What you will do
Write out the items below word for word, from their first line up to and including the line that contains "186], [526, 198]]]". Leave the pictures out of your copy.

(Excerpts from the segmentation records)

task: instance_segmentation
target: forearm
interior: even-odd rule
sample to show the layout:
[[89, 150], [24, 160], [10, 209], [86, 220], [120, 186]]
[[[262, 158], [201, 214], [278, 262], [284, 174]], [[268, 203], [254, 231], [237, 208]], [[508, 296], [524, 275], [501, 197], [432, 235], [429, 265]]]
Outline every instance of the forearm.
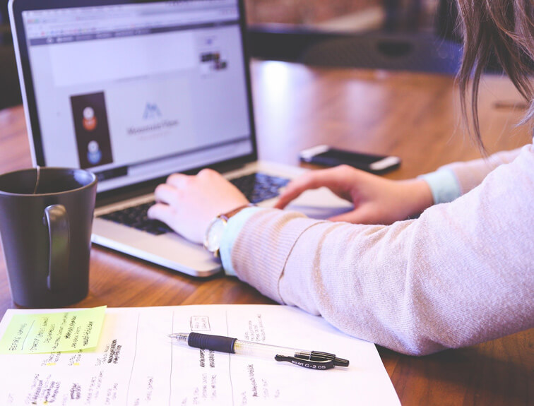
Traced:
[[[455, 202], [391, 226], [259, 212], [235, 241], [233, 266], [273, 299], [401, 352], [427, 354], [528, 328], [531, 161], [519, 181], [502, 168]], [[514, 197], [518, 186], [526, 198]]]

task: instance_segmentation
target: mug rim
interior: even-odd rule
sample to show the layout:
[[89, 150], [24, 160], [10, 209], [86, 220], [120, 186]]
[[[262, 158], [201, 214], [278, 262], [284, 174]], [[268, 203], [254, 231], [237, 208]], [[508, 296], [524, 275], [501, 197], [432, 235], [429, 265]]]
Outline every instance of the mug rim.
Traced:
[[[36, 169], [37, 168], [34, 167], [32, 167], [32, 168], [25, 168], [25, 169], [16, 169], [14, 171], [11, 171], [11, 172], [6, 172], [6, 173], [4, 173], [4, 174], [0, 174], [0, 178], [3, 177], [4, 176], [10, 175], [10, 174], [15, 174], [15, 173], [17, 173], [17, 172], [27, 172], [27, 171], [35, 171], [35, 170], [36, 170]], [[13, 193], [13, 192], [8, 192], [8, 191], [3, 191], [3, 190], [0, 189], [0, 195], [10, 196], [18, 196], [18, 197], [24, 197], [24, 196], [28, 196], [28, 197], [31, 197], [31, 196], [57, 196], [57, 195], [60, 195], [60, 194], [70, 193], [76, 192], [76, 191], [81, 191], [81, 190], [83, 190], [83, 189], [89, 189], [90, 187], [93, 187], [95, 184], [96, 184], [96, 183], [97, 181], [97, 178], [96, 175], [93, 172], [92, 172], [90, 171], [88, 171], [87, 169], [83, 169], [82, 168], [69, 168], [69, 167], [40, 167], [40, 169], [39, 170], [40, 171], [48, 171], [48, 170], [54, 170], [54, 171], [57, 171], [57, 170], [63, 170], [63, 171], [66, 171], [66, 170], [67, 170], [67, 171], [81, 171], [81, 172], [85, 172], [85, 173], [88, 174], [89, 175], [90, 175], [93, 177], [93, 180], [90, 182], [89, 182], [88, 184], [87, 184], [86, 185], [83, 185], [83, 186], [80, 186], [80, 187], [78, 187], [78, 188], [76, 188], [76, 189], [69, 189], [69, 190], [66, 190], [66, 191], [60, 191], [60, 192], [52, 192], [52, 193], [35, 193], [35, 194], [33, 194], [33, 193]]]

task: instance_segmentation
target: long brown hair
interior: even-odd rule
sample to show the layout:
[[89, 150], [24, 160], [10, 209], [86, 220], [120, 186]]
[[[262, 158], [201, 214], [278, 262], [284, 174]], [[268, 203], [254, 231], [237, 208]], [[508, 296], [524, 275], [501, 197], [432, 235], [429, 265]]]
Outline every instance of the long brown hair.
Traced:
[[477, 112], [478, 88], [492, 54], [530, 104], [521, 124], [534, 118], [534, 4], [532, 0], [457, 1], [463, 33], [463, 58], [458, 74], [462, 112], [468, 131], [474, 133], [483, 150]]

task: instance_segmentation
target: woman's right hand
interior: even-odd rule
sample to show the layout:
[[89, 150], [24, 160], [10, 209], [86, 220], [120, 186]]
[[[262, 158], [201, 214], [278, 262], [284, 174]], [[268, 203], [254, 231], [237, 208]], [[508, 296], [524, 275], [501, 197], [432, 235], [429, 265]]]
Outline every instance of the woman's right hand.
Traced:
[[309, 171], [292, 181], [275, 205], [283, 208], [302, 192], [326, 186], [354, 203], [354, 210], [330, 218], [358, 224], [388, 225], [422, 212], [433, 204], [422, 179], [393, 181], [347, 165]]

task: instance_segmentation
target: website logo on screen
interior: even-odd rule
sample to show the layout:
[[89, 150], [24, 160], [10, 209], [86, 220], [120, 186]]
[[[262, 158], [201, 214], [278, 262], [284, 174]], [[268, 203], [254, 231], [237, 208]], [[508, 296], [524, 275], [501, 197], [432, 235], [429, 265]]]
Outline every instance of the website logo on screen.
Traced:
[[92, 131], [96, 128], [97, 119], [95, 117], [95, 110], [93, 107], [87, 107], [83, 109], [83, 119], [82, 124], [86, 131]]
[[151, 119], [158, 119], [161, 117], [161, 112], [158, 105], [155, 103], [147, 103], [145, 106], [145, 112], [143, 114], [143, 119], [150, 120]]

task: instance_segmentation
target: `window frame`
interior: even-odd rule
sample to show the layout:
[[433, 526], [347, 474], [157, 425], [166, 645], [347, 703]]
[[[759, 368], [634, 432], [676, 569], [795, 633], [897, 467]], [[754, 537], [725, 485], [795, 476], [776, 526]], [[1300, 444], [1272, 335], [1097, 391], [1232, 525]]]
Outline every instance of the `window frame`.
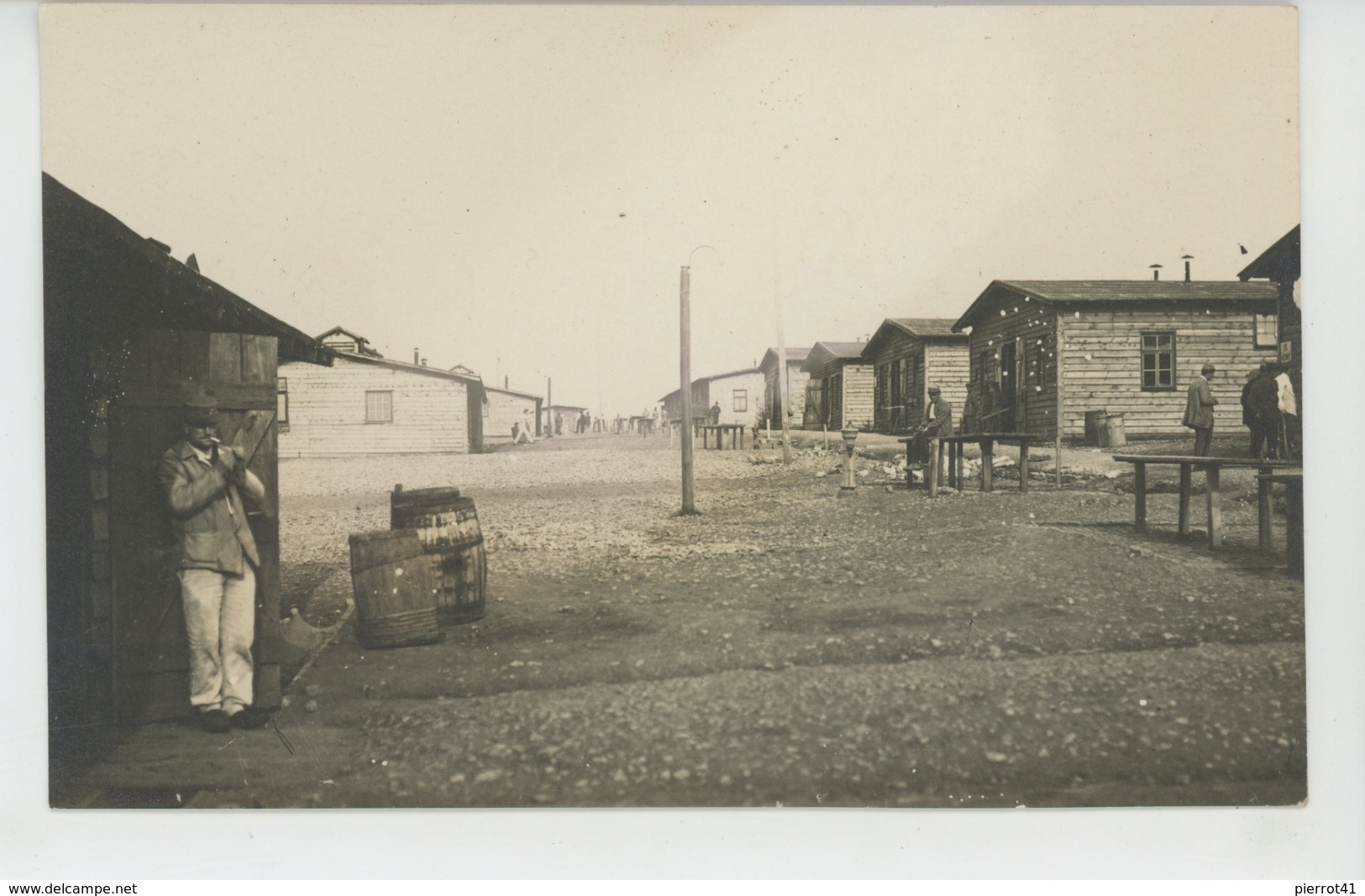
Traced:
[[[1153, 340], [1168, 338], [1170, 340], [1170, 349], [1166, 350], [1160, 345], [1155, 345], [1153, 348], [1149, 349], [1147, 346], [1147, 340], [1148, 338], [1153, 338]], [[1138, 337], [1138, 349], [1140, 349], [1138, 350], [1138, 359], [1140, 359], [1140, 364], [1138, 364], [1138, 385], [1141, 386], [1141, 390], [1143, 391], [1175, 391], [1175, 383], [1178, 382], [1178, 376], [1177, 376], [1177, 372], [1175, 372], [1177, 371], [1177, 364], [1178, 364], [1178, 359], [1177, 359], [1177, 353], [1175, 353], [1175, 330], [1144, 330], [1141, 333], [1141, 335]], [[1160, 383], [1160, 372], [1162, 372], [1160, 356], [1163, 353], [1168, 353], [1170, 355], [1170, 376], [1171, 376], [1171, 382], [1168, 385], [1164, 385], [1164, 386]], [[1148, 386], [1147, 385], [1147, 371], [1148, 371], [1147, 359], [1151, 355], [1155, 355], [1158, 357], [1158, 360], [1152, 365], [1153, 385]]]
[[289, 428], [289, 378], [274, 378], [274, 421], [280, 430]]
[[[1269, 333], [1263, 334], [1261, 326], [1268, 325]], [[1279, 315], [1269, 314], [1252, 315], [1252, 348], [1279, 350]]]
[[[370, 402], [370, 397], [371, 395], [385, 395], [385, 405], [386, 405], [385, 410], [388, 412], [388, 416], [378, 417], [378, 416], [375, 416], [373, 413], [373, 410], [375, 408]], [[364, 390], [364, 423], [366, 423], [366, 425], [370, 425], [371, 423], [375, 423], [375, 424], [393, 423], [393, 390], [392, 389], [366, 389]]]

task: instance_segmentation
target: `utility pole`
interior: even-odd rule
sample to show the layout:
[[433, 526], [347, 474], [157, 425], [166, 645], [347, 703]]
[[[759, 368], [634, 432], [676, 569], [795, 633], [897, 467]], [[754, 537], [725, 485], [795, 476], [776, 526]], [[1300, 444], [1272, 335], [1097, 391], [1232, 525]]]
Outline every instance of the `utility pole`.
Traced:
[[682, 382], [682, 513], [696, 513], [692, 502], [692, 269], [682, 266], [678, 295], [678, 378]]
[[784, 338], [784, 335], [782, 335], [782, 292], [781, 290], [778, 290], [778, 293], [777, 293], [777, 389], [778, 389], [778, 401], [782, 402], [782, 410], [781, 410], [781, 417], [782, 417], [782, 462], [784, 464], [790, 464], [792, 462], [792, 445], [790, 445], [790, 439], [789, 439], [788, 432], [786, 432], [786, 417], [788, 417], [788, 413], [790, 410], [790, 405], [788, 405], [786, 402], [790, 398], [790, 395], [788, 394], [790, 391], [790, 389], [788, 387], [788, 382], [786, 382], [786, 338]]

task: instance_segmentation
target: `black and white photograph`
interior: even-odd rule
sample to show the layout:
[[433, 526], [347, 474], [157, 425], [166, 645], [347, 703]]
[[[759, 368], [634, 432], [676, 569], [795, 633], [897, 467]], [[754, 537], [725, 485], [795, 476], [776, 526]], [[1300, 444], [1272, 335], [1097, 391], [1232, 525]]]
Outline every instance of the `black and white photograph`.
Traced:
[[1302, 810], [1298, 26], [42, 7], [48, 805]]

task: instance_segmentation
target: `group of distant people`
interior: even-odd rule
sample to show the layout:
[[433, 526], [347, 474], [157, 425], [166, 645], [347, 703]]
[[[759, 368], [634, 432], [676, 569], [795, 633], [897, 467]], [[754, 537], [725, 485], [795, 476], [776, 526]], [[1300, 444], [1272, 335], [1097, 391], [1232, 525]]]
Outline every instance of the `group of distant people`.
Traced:
[[[1213, 440], [1213, 397], [1211, 380], [1218, 368], [1204, 364], [1190, 382], [1181, 420], [1194, 430], [1194, 456], [1207, 457]], [[1265, 363], [1246, 375], [1242, 385], [1242, 424], [1250, 431], [1250, 457], [1289, 460], [1299, 456], [1298, 398], [1283, 364]]]

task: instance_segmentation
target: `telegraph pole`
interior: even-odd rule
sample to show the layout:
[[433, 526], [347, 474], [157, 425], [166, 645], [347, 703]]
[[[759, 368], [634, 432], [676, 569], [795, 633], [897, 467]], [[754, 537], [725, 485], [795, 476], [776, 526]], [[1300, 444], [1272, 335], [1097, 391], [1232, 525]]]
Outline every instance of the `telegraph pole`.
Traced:
[[779, 401], [782, 402], [782, 462], [792, 462], [792, 445], [786, 432], [786, 417], [790, 409], [788, 393], [790, 389], [786, 382], [786, 340], [782, 337], [782, 293], [777, 293], [777, 387]]
[[678, 296], [678, 378], [682, 391], [682, 513], [696, 513], [692, 502], [692, 271], [682, 266]]

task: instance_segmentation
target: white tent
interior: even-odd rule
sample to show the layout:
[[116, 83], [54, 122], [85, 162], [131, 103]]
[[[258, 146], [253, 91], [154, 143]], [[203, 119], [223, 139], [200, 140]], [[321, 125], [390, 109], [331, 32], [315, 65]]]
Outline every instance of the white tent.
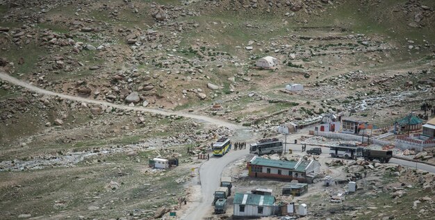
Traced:
[[302, 91], [304, 86], [300, 84], [288, 84], [286, 85], [286, 90], [291, 92]]
[[256, 65], [258, 67], [265, 67], [265, 68], [270, 68], [276, 66], [277, 58], [272, 58], [271, 56], [266, 56], [262, 58], [260, 58], [256, 62]]
[[166, 159], [154, 158], [153, 160], [155, 162], [154, 168], [157, 169], [167, 169], [169, 168], [169, 162]]

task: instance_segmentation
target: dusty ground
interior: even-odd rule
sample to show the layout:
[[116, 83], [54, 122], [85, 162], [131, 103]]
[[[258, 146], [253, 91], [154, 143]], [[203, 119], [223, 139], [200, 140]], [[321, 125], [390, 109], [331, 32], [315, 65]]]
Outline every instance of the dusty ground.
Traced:
[[[247, 141], [325, 112], [384, 128], [411, 110], [422, 114], [420, 105], [434, 96], [434, 7], [429, 0], [0, 1], [0, 71], [99, 101], [0, 81], [0, 215], [150, 219], [197, 196], [190, 169], [210, 142], [233, 135], [224, 123], [252, 129], [240, 140]], [[265, 56], [278, 59], [277, 71], [253, 68]], [[304, 90], [282, 92], [289, 83]], [[201, 124], [206, 116], [215, 123]], [[156, 156], [182, 165], [149, 169]]]

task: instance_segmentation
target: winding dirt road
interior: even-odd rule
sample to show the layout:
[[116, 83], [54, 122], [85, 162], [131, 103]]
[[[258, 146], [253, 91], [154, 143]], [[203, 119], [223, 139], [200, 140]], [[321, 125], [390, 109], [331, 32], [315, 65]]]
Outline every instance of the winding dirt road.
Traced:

Exercise answer
task: instance_segmentation
target: forearm
interior: even-odd rule
sample to show the layout:
[[89, 150], [24, 160], [10, 209], [86, 220], [120, 186]]
[[[262, 158], [201, 214], [278, 262], [284, 174]], [[268, 203], [254, 231], [237, 208]], [[508, 296], [524, 275], [501, 197], [432, 235], [429, 265]]]
Outline every instance of the forearm.
Traced:
[[[455, 202], [391, 226], [259, 212], [235, 241], [233, 266], [273, 299], [401, 352], [427, 354], [528, 328], [531, 161], [519, 181], [502, 168]], [[514, 197], [518, 186], [526, 198]]]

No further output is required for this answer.